Could you recast the listing below as a two-column CSV headed input and output, with one row per item holding its text and its answer? Put each value in a single quoted field, with line breaks replaced by spaces.

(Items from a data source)
########################################
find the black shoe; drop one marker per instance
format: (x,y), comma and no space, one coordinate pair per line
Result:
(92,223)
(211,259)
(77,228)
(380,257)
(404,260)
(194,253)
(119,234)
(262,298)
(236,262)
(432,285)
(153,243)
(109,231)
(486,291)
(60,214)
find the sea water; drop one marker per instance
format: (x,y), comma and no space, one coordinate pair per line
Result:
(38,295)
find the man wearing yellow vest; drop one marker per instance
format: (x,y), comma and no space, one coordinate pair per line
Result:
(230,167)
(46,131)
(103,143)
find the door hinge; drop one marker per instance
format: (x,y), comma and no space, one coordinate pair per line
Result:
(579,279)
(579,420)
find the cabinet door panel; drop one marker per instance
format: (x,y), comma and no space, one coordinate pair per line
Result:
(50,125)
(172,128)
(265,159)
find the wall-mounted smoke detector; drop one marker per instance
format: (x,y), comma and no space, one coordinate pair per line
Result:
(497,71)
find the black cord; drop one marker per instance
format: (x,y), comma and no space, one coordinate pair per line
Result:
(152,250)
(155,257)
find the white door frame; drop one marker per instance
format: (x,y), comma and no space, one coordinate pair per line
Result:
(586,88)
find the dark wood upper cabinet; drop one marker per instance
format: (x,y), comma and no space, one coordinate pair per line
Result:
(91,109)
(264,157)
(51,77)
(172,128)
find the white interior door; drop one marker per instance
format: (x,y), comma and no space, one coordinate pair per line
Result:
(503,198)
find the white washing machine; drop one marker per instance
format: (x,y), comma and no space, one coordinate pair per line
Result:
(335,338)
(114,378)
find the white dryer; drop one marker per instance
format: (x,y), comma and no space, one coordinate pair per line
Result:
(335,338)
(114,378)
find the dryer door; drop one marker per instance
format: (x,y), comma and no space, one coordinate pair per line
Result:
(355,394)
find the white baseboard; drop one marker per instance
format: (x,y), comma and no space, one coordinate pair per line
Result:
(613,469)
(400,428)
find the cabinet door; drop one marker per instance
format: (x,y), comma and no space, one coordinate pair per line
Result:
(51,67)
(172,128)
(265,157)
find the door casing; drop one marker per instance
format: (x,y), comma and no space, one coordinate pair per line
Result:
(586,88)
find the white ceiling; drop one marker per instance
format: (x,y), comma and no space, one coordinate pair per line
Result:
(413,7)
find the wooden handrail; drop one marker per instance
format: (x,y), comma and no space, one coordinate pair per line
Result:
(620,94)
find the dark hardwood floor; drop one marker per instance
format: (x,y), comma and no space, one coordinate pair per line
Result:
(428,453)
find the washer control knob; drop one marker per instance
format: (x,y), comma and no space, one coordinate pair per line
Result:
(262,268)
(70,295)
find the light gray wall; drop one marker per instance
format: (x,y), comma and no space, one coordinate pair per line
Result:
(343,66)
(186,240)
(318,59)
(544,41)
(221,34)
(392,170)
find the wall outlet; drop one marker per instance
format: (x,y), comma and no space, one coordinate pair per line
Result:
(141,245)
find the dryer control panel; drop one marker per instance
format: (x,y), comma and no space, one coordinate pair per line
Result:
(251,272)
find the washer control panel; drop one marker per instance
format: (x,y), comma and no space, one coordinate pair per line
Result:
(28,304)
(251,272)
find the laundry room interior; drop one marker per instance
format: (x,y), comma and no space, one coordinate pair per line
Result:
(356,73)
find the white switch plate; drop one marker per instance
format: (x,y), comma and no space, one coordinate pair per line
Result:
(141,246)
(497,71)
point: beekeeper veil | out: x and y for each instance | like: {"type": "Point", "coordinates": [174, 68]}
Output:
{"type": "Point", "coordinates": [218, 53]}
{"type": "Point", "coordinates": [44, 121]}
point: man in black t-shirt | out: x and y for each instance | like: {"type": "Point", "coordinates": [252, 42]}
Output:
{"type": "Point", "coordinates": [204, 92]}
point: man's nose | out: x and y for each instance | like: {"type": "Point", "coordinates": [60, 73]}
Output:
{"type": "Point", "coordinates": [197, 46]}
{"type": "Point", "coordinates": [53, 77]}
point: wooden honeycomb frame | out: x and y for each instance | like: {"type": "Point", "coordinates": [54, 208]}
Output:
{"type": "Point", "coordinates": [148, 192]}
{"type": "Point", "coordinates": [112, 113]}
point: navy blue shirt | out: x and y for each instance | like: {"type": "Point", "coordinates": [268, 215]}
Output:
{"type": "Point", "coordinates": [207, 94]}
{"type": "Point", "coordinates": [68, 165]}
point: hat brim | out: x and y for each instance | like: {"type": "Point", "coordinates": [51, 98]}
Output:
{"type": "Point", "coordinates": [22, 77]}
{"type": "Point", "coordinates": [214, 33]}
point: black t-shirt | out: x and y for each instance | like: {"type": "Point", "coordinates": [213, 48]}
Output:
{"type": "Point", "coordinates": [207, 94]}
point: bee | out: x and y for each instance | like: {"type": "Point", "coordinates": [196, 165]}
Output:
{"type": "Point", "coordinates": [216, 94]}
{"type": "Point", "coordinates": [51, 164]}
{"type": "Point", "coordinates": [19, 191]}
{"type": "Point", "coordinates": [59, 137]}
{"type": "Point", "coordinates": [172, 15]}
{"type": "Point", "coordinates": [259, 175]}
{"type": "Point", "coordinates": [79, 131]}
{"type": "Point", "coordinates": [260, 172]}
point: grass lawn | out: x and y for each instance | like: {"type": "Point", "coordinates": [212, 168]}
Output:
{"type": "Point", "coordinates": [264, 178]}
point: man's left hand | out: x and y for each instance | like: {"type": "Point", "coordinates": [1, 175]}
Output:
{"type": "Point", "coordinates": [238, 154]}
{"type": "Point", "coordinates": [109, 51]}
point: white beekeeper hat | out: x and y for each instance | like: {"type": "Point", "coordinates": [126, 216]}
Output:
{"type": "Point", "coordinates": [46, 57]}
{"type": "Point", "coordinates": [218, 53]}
########################################
**Exercise solution**
input,output
"find the black shoe; drop one marker per instance format: (x,y), comma and no space, one coordinate pair per line Result:","(92,223) (211,259) (77,228) (380,257) (404,260) (194,253) (119,234) (262,298) (236,262) (432,285) (153,243) (109,231) (486,291) (60,214)"
"find the sea water; drop one marker per instance format: (x,y), comma and no space, one coordinate pair per line Result:","(38,295)"
"find the man wearing yellow vest; drop one marker per instance format: (x,y), comma and no space, one coordinate pair per line Result:","(230,167) (46,131) (103,143)"
"find the door hinge; drop one marker per instance format: (x,y), comma and no space, one coordinate pair per line Result:","(579,279) (579,420)"
"find the cabinet door panel; drop one marker per instance format: (x,y), comma and no space, one coordinate pair per line Result:","(50,125) (172,128) (265,159)"
"find the wall-mounted smoke detector; drop one marker per instance format: (x,y), comma and no space, one coordinate pair per line Result:","(497,71)"
"find the black cord; drop one marker per instance format: (x,y), comma and no space, one coordinate pair per line Result:","(152,250) (155,257)"
"find the white door frame; drop one marker per instance format: (x,y), comma and no space, one coordinate pair per line Result:","(586,88)"
"find the dark wood upper cabinet; drop one marker per instance format: (x,y), comma and no space, one coordinate pair per line Result:","(91,109) (264,157) (51,77) (172,128)"
"find the white interior door; drop one marker per instance format: (x,y), comma and no space, one coordinate pair per line Result:","(503,198)"
"find the white washing machine; drop one marker per instance format: (x,y), comma and no space, one coordinate pair per line Result:","(335,338) (114,378)"
"find the white dryer; drop one marker per instance format: (x,y), comma and no space, one coordinate pair per line Result:","(335,338) (114,378)"
"find the dryer door; drop one marker per instance format: (x,y), comma and no space, one coordinate pair per line Result:","(355,394)"
"find the white baseboard; drop one marker per instance format: (x,y), comma and no space, one coordinate pair per line Result:","(613,469) (400,428)"
"find the cabinet door; drop one marker per instance format: (x,y), comma and no space, one coordinate pair per line Result:","(51,67) (172,128) (265,157)"
"find the door casing; drop one marker per instance format: (x,y), comma and no space, one coordinate pair per line Result:","(586,88)"
"find the white ceiling; drop one marker per instance format: (x,y), comma and no space, one coordinate pair per line Result:","(413,7)"
"find the wooden handrail; drop one marker per instance format: (x,y), comma and no space, one coordinate pair per line Result:","(620,94)"
"find the dark hardwood floor; drop one marker per instance format: (x,y), comma and no space, one coordinate pair per line Result:","(428,453)"
"find the washer control knob; drop one marker per instance format: (x,y), comma and no space, one coordinate pair per line Result:","(262,268) (70,295)"
"find the light gray wall; drop one marker per instance format: (x,y), comma and no space, one coordinate pair per line Result:","(343,66) (186,240) (318,59) (544,41) (221,34) (392,170)"
"find the wall outlet; drop one marker per instance format: (x,y), comma and no space, one coordinate pair per line Result:","(141,245)"
"find the dryer control panel; drop one marker per instance format: (x,y), comma and no space, one coordinate pair per line Result:","(251,272)"
"find the washer control panel; drop one marker per instance format: (x,y), comma and no space, one coordinate pair per line Result:","(28,304) (251,272)"
"find the laundry room interior; drop one marker per instance format: (x,y), comma and no space, one coordinate pair per line Result:","(356,73)"
"find the white switch plate; drop one marker per instance format: (x,y), comma and no space, one coordinate pair per line Result:","(141,246) (497,71)"
"point: beekeeper veil | out: x and y for each instance | like: {""type"": ""Point"", ""coordinates"": [174, 68]} Output:","{""type"": ""Point"", ""coordinates"": [218, 53]} {""type"": ""Point"", ""coordinates"": [44, 121]}"
"point: man in black t-shirt | out: x and y for each instance | like: {""type"": ""Point"", ""coordinates"": [252, 42]} Output:","{""type"": ""Point"", ""coordinates"": [204, 92]}"
"point: man's nose | out: x and y for each instance | like: {""type"": ""Point"", ""coordinates"": [60, 73]} Output:","{""type"": ""Point"", ""coordinates"": [197, 46]} {""type"": ""Point"", ""coordinates"": [53, 77]}"
"point: wooden honeycomb frame | out: x and y for each instance | like: {""type"": ""Point"", ""coordinates"": [54, 208]} Output:","{""type"": ""Point"", ""coordinates"": [148, 192]} {""type"": ""Point"", ""coordinates"": [112, 113]}"
"point: navy blue shirt | out: x and y for each instance | like: {""type"": ""Point"", ""coordinates"": [268, 215]} Output:","{""type"": ""Point"", ""coordinates"": [207, 94]} {""type"": ""Point"", ""coordinates"": [68, 165]}"
"point: hat brim | out: x and y for each instance | like: {""type"": ""Point"", ""coordinates"": [51, 98]} Output:","{""type"": ""Point"", ""coordinates"": [22, 77]} {""type"": ""Point"", ""coordinates"": [214, 33]}"
"point: black t-shirt | out: x and y for each instance | like: {""type"": ""Point"", ""coordinates"": [213, 48]} Output:","{""type"": ""Point"", ""coordinates"": [207, 94]}"
"point: bee | out: x and y for each instance | like: {""type"": ""Point"", ""coordinates"": [196, 165]} Output:","{""type"": ""Point"", ""coordinates"": [216, 94]} {""type"": ""Point"", ""coordinates"": [51, 164]} {""type"": ""Point"", ""coordinates"": [19, 191]} {""type"": ""Point"", ""coordinates"": [59, 137]} {""type"": ""Point"", ""coordinates"": [172, 15]} {""type"": ""Point"", ""coordinates"": [259, 175]} {""type"": ""Point"", ""coordinates"": [79, 131]} {""type"": ""Point"", ""coordinates"": [260, 172]}"
"point: grass lawn | out: x and y for each instance | like: {""type"": ""Point"", ""coordinates"": [212, 168]} Output:","{""type"": ""Point"", ""coordinates"": [264, 178]}"
"point: man's left hand | out: x and y for each instance | like: {""type"": ""Point"", ""coordinates"": [1, 175]} Output:","{""type"": ""Point"", ""coordinates"": [238, 154]} {""type"": ""Point"", ""coordinates"": [109, 51]}"
"point: white beekeeper hat | out: x and y for each instance | like: {""type"": ""Point"", ""coordinates"": [126, 216]} Output:","{""type"": ""Point"", ""coordinates"": [46, 57]} {""type"": ""Point"", ""coordinates"": [218, 53]}"